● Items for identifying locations
──────────

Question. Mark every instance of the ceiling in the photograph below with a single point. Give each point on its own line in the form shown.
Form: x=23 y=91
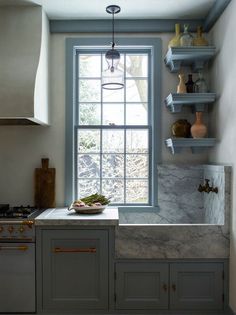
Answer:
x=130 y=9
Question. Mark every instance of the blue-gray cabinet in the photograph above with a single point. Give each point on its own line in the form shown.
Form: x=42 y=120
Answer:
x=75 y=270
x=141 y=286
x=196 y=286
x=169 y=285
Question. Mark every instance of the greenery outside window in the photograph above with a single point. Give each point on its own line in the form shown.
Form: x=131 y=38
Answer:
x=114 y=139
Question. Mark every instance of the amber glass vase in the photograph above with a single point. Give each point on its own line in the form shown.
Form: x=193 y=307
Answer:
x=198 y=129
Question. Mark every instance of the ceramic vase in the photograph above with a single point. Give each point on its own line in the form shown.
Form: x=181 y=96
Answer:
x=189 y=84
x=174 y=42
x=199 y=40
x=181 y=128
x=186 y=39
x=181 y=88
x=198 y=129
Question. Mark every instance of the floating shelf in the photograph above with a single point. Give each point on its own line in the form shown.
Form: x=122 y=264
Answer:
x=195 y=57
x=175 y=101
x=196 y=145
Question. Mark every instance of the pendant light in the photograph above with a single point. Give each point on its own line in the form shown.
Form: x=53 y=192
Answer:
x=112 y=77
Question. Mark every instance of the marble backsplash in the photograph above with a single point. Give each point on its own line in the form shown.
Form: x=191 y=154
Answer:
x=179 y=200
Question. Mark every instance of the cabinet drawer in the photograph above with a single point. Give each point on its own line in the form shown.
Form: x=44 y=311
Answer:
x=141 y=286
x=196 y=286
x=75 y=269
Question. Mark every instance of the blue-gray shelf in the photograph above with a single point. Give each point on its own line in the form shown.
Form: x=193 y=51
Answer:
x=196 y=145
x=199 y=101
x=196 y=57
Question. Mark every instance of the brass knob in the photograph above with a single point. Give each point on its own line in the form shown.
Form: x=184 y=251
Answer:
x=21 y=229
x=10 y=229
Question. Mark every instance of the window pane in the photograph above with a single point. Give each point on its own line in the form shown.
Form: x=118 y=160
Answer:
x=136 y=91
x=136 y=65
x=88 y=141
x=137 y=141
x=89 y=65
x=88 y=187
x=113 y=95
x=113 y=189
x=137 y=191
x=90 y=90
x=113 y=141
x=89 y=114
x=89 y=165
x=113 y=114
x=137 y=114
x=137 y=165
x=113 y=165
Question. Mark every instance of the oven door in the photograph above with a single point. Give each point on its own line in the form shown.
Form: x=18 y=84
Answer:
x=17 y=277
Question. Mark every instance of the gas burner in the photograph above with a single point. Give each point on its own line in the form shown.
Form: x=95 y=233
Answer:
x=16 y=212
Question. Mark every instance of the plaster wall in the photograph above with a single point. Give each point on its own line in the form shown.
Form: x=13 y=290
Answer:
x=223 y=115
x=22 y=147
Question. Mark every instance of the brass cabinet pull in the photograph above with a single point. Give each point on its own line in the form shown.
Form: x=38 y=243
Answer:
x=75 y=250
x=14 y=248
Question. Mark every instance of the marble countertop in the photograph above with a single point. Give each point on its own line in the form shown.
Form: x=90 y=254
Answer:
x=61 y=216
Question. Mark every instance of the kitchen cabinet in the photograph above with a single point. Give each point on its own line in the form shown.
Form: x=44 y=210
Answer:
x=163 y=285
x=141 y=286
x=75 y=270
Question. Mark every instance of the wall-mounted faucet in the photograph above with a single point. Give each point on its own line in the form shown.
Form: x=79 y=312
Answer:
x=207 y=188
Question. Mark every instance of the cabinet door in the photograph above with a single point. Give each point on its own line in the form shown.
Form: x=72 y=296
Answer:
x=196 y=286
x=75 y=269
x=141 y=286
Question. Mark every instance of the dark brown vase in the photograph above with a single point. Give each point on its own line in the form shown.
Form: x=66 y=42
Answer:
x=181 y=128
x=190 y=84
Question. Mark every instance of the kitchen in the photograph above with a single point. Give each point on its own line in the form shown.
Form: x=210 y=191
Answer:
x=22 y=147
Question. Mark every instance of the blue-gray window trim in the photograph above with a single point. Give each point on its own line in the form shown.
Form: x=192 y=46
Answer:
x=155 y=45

──────────

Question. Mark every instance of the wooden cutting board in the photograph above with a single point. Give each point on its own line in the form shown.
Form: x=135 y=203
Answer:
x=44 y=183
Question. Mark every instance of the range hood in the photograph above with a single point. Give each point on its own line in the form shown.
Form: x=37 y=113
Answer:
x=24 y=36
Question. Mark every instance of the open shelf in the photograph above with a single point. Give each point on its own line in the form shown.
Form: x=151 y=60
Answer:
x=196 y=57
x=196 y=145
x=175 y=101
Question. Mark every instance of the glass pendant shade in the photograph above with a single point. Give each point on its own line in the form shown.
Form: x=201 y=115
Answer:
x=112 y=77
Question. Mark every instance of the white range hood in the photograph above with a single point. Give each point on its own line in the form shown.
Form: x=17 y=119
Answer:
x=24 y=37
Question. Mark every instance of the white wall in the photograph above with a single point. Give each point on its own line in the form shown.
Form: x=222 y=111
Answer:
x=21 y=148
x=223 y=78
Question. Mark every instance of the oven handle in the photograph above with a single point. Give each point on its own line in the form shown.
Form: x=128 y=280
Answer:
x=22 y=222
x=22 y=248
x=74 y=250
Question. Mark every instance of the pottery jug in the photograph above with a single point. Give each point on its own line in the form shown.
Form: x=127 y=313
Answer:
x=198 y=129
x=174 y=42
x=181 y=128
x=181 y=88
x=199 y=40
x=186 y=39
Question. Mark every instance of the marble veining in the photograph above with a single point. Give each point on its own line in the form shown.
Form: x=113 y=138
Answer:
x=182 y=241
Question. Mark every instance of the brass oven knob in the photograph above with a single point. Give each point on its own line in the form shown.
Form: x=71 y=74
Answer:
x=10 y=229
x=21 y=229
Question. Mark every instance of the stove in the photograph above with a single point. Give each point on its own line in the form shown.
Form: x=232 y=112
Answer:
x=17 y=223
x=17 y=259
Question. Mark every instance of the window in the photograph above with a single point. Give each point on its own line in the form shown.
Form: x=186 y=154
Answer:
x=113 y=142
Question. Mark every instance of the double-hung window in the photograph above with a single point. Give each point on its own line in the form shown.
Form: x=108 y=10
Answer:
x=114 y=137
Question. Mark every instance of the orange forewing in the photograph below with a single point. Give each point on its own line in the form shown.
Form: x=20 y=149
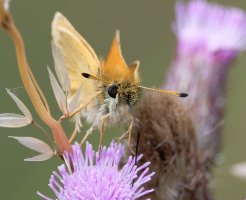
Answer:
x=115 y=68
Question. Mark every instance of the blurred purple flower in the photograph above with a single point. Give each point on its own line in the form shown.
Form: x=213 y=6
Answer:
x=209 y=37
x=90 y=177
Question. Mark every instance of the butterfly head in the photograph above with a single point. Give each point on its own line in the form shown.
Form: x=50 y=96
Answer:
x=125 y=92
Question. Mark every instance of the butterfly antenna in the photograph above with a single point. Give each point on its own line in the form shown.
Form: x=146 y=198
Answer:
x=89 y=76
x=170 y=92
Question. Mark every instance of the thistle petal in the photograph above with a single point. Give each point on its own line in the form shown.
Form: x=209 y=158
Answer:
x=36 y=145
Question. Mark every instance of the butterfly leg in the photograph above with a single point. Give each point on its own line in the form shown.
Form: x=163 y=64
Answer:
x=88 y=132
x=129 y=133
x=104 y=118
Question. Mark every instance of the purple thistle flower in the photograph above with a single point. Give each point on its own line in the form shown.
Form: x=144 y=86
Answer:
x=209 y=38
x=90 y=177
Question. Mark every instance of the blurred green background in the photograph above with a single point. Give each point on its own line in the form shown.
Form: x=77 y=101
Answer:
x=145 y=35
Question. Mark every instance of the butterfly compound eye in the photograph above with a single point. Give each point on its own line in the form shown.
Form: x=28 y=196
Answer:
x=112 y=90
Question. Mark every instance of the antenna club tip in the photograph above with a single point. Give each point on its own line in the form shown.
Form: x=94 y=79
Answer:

──────────

● Task description
Please pull out every line of the material above that contains the word "wall" and list those lines.

● Reply
Question. Mark every instance of the plaster wall in the photograph above with a single point. Give each point on its own line in the form shown.
Question. Mark every instance of the wall-mounted faucet in the photograph above with a single point. Give each point on its own line in the form shown.
Question. Mark every instance of the white wall in the photograph above with a single point. Give each point on its own line in the form shown.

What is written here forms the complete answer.